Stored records

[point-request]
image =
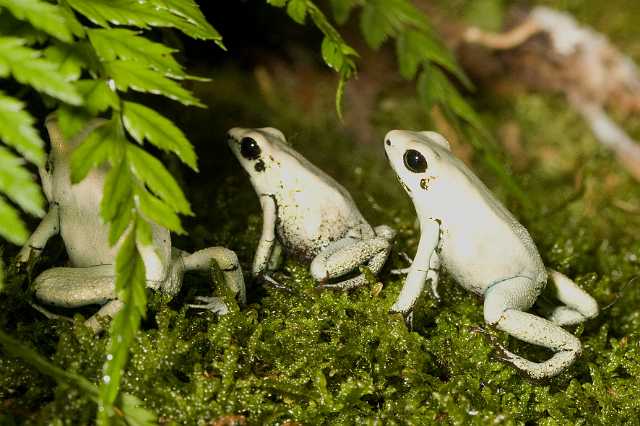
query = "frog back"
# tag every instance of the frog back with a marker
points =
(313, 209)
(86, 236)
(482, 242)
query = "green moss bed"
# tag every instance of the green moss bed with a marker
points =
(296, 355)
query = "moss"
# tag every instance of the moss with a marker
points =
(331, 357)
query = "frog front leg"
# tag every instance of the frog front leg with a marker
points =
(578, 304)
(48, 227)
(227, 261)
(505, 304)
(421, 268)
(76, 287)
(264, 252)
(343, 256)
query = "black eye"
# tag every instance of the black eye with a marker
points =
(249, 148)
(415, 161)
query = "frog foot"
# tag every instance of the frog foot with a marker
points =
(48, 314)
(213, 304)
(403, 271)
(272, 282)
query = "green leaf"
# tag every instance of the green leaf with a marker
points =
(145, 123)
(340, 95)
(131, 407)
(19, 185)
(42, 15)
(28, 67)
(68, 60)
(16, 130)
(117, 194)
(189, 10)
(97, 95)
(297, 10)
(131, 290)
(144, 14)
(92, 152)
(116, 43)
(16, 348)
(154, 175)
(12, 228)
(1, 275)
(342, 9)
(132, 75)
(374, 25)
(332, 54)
--
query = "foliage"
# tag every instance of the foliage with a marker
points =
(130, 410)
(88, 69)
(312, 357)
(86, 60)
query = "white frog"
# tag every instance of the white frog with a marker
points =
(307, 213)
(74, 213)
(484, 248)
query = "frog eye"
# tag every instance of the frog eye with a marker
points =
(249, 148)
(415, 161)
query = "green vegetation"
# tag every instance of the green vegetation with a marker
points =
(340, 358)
==
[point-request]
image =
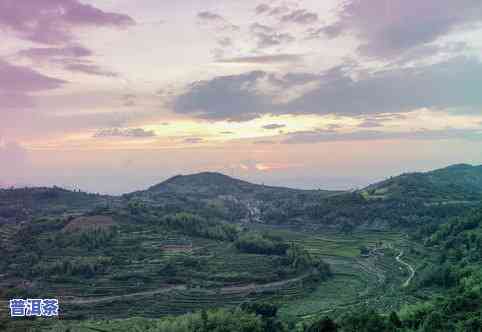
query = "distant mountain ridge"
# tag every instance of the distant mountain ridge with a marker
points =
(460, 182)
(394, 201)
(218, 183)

## Task prompt
Using the records above, copy every line that has the word "frog" in it.

## Worked solution
query = "frog back"
# tag every instance of the frog back with a marker
query = "frog front leg"
# tag every instance of the frog front leg with a marker
query = "frog foot"
# tag every instance of the frog foot with a marker
query = "white frog"
# tag every instance of the white frog with a marker
query = "frog eye"
# tag every instance of the frog eye with a marker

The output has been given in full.